**Page text:**
------------------------------------------------------------

Is this very first version of the Vivaldi Four Seasons really the best recording of it ever done? Some people think so, 1947 monophonic sound notwithstanding. Just listen to the opening of the final movement of "La Primavera" and see if it convinces you. One would expect that a 1947 recording would not observe modern sensitivities toward original instrument, original performance practice (OI/OPP) considerations, and one would be right. Kaufmann uses subtle but delicious portamento in his solo part and the shimmering vibrato of the violin section is tickling and sensual. Yet for its time this was the cutting edge of authentic Baroque style. There is no doubt in my mind that Vivaldi would have loved every minute of it as much as I do.

One must also point out that this is one of the best recordings ever done of the other concerti in Op. 8 as well. Listen to #12 and see if you don’t think so. Nobody since has got that particular life and bounce in the phrasing. It is remarkable that the two parts of the recording were by different orchestras and conductors, even on different continents, yet the force of Kaufmann’s musical personality is so strong that the sense of style is continuous and uninterrupted.

Restoration Engineer Anthony Casuccio had access to the Kaufmann Foundation’s private collection of mint condition original disks to work from and is to be congratulated on an excellent job of restoration. If I had restored these disks I would have explored utilising subharmonic synthesis to restore truncated bass notes and increase bass range clarity, dynamic expansion to increase mid-range clarity and transparency, and constructing reverberation tails to avoid abrupt silences at the end of the movements. But what you have here is as perfect a depiction of what is on the original disk as is humanly possible. Overall sound quality is pleasant and very listenable. The violin sound is amazingly realistic, and the wide range of the orchestral accompaniment very satisfying. I know this recording very well, having been listening to it regularly for fifty years, and yet here I heard orchestral details I’d never heard before.

Now, Mr. Casuccio, which of us is going to restore Kaufmann’s 1954 Torelli Opus 8 recording from Oiseau-Lyre?

An advantage of being a studio musician is that Kaufmann recorded every working day. As a consequence he was able to refine his tone production to maximise its effectiveness on recordings. No wonder he sounds so good as he does here. Other violinists who disdained recordings and pleased live audiences may have had bigger reputations then, but they are gone, and Kaufmann now lives with us forever.

------------------------------------------------------------

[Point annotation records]
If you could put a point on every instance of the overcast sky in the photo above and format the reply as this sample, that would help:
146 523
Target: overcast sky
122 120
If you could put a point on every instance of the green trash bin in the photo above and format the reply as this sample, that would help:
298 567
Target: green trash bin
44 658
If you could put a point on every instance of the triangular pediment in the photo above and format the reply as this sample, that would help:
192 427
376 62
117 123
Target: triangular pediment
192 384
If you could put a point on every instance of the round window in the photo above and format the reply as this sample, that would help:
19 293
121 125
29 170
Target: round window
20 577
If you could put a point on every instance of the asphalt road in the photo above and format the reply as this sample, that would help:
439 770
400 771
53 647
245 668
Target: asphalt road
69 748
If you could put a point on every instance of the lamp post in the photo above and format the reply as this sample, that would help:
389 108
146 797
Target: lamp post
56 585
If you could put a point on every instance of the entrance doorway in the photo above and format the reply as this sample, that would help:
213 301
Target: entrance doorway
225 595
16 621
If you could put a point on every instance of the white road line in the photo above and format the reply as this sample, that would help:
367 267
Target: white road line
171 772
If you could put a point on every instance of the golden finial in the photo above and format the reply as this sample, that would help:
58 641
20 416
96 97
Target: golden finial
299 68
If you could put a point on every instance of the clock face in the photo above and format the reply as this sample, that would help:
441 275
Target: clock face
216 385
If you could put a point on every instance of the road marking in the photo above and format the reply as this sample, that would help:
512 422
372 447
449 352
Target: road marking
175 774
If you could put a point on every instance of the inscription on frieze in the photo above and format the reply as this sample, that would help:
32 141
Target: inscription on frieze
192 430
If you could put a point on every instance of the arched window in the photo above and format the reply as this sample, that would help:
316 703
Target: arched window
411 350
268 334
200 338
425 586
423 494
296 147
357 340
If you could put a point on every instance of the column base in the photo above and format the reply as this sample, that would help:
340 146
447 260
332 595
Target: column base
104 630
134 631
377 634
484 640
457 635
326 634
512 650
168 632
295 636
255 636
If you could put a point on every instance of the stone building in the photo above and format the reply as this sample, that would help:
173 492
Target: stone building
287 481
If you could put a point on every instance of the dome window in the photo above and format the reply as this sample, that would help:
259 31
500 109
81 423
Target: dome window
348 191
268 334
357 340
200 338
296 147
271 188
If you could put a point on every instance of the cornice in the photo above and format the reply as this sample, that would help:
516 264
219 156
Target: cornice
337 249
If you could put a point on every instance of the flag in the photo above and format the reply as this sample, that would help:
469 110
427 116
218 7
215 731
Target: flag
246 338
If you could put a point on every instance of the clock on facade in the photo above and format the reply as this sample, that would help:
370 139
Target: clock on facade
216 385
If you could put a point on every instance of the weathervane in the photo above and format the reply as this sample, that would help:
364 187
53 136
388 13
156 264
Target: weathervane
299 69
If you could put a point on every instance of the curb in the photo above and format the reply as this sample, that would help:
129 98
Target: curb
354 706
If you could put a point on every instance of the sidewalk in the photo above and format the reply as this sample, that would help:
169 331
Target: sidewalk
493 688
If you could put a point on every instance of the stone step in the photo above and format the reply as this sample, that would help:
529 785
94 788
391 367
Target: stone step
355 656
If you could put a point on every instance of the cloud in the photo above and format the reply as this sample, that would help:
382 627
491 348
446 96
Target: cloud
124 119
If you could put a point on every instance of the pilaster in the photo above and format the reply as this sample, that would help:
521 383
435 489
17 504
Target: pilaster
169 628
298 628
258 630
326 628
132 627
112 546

------------------------------------------------------------

**Given task 1:** For the review of the Kaufmann recording of the Four Seasons, say whether each statement agrees with it, answering yes or no and quoting the words that decide it: (a) The recording dates from 1947 and is in mono. (b) The same orchestra and conductor took part in both parts of the recording. (c) Anthony Casuccio worked from original disks in the Kaufmann Foundation's collection.
**Given task 2:**
Answer these questions from the review of the Kaufmann recording:
(a) Which concerto number in Op. 8 does the reviewer invite the reader to listen to?
(b) In what year did Kaufmann make his Torelli Opus 8 recording?
(c) How often did Kaufmann record as a studio musician?
**Given task 3:** Extend the review of the Kaufmann recording of the Four Seasons with a few more sentences that pick up after its final line.
The records have nothing to do with the work here.

**Answer 1:**
(a) Yes: "1947 monophonic sound notwithstanding"
(b) No: "the two parts of the recording were by different orchestras and conductors"
(c) Yes: "had access to the Kaufmann Foundation’s private collection of mint condition original disks to work from"

**Answer 2:**
(a) #12
(b) 1954
(c) Every working day

**Answer 3:**
Paul Shoemaker

 

Jonathan Woolf has also listened to this recording

Here’s is a welcome blast of Louis Kaufman, Vivaldi style. This 1947 Four Seasons, here coupled with the 1950 recordings of the remainder of Op.8, has long been unavailable. It’s billed by Naxos as the first ever recording. Well, yes and no. There was an earlier recording made in Rome in 1942 and conducted by Bernardino Molinari which was once on CD on Ermitage. This used the conductor’s own performing edition – essentially rewriting it for mass strings without solo violin. Sound quality, given the prevailing wartime conditions, was rather constricted but it’s an important and pioneering document albeit one very much of its time and which tends by its nature to obscure the soloistic.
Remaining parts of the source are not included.